#### [SELECTED EXCERPT]
Neither volcanic ashes nor flood, whirlwind nor earthquake—mere decay has here nullified men’s efforts for congregated life and work. The soil of the hill, porous and sandy, is of moderate fertility. Native oaks and chestnuts, slender birches and fragrant hemlocks, with undergrowths of coral-flowering laurel, clothe its slopes. Over its sandstone ledges brooks of soft water treble minor airs—before they go loitering among succulent grasses and spearmint and other thirsty brothers of the distant meadows.

Nearly two hundred years ago pioneers of a Roundhead, independent type—the type which led William of Orange across the Channel for preservation of that liberty which Englishmen for hundreds of years had spoken of as “antient”—such men broke this sod, till then untouched by axe or plough. They made clearings, and grouped their hand-hewn houses just where in cool mornings of summer they could see the mists roll up from their hill-locked pond to meet the rosy day; just where, when the sun sank behind the distant New York mountains, they could catch within their windows his last shaft of gold.

Here they laid their hearths and dwelt in primitive comfort. Their summers were unspeakably beautiful—and hard-working. Their autumns indescribably brilliant, hill-side and valley uniting to form a radiance God’s hand alone could hold. Their winters were of deep snows and cold winds and much cutting and burning of wood. The first voice of their virid spring came in the bird-calls of early March, when snow melted and sap mounted, and sugar maples ran syrup; when ploughs were sharpened, and steaming and patient oxen rested their sinews through the long, pious Sabbath.

#### [PROVIDED MATERIAL]
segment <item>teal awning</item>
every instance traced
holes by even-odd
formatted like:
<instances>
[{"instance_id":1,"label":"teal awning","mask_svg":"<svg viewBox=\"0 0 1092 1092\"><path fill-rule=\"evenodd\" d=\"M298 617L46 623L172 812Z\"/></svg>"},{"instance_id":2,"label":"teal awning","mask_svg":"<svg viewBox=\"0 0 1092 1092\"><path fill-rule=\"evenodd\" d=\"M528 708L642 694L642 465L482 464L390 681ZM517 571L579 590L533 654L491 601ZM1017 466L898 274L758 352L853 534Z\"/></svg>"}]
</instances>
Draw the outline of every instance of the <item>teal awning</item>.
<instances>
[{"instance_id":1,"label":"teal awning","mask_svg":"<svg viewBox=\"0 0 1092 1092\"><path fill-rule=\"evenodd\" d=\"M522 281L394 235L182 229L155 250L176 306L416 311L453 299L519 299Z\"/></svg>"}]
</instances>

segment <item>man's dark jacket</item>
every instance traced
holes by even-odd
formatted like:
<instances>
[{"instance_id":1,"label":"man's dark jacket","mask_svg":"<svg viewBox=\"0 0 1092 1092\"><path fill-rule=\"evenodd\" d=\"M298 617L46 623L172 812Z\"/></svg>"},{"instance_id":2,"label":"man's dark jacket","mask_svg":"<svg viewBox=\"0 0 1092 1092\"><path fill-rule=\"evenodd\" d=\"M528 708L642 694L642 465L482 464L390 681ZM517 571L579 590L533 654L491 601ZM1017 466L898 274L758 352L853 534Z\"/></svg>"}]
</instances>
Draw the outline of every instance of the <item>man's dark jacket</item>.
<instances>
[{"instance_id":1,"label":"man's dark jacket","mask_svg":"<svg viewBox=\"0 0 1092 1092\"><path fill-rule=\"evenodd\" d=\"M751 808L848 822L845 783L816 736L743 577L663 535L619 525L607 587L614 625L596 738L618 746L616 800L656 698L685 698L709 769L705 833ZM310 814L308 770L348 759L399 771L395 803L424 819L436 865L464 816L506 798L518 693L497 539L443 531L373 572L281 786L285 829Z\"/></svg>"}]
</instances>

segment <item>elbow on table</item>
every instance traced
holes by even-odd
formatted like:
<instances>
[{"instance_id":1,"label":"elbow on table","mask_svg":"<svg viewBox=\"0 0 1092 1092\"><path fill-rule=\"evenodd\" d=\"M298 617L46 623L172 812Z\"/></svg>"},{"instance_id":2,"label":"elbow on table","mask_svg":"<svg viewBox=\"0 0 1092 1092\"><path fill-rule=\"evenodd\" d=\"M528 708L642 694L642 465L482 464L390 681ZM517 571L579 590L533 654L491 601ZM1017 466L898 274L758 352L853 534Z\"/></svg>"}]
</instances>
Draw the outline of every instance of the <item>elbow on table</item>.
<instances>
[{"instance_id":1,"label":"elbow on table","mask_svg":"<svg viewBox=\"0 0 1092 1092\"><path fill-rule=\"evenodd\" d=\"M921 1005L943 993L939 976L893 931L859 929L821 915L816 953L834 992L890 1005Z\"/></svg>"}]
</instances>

#### [EXERCISE INSTRUCTIONS]
Please condense the paragraph of the hillside excerpt that begins "Here they laid their hearths" into a shorter version that keeps its main facts. The records have nothing to do with the hillside excerpt.

#### [RESPONSE TO THIS TASK]
The settlers made their homes here and lived in simple comfort. Summers were beautiful and full of hard work, and autumns blazed with color across hill and valley. Winters brought deep snow, cold winds and constant woodcutting and burning. Spring arrived in early March with birdsong, melting snow, rising sap and running maple syrup, as plows were sharpened and the oxen rested through the Sabbath.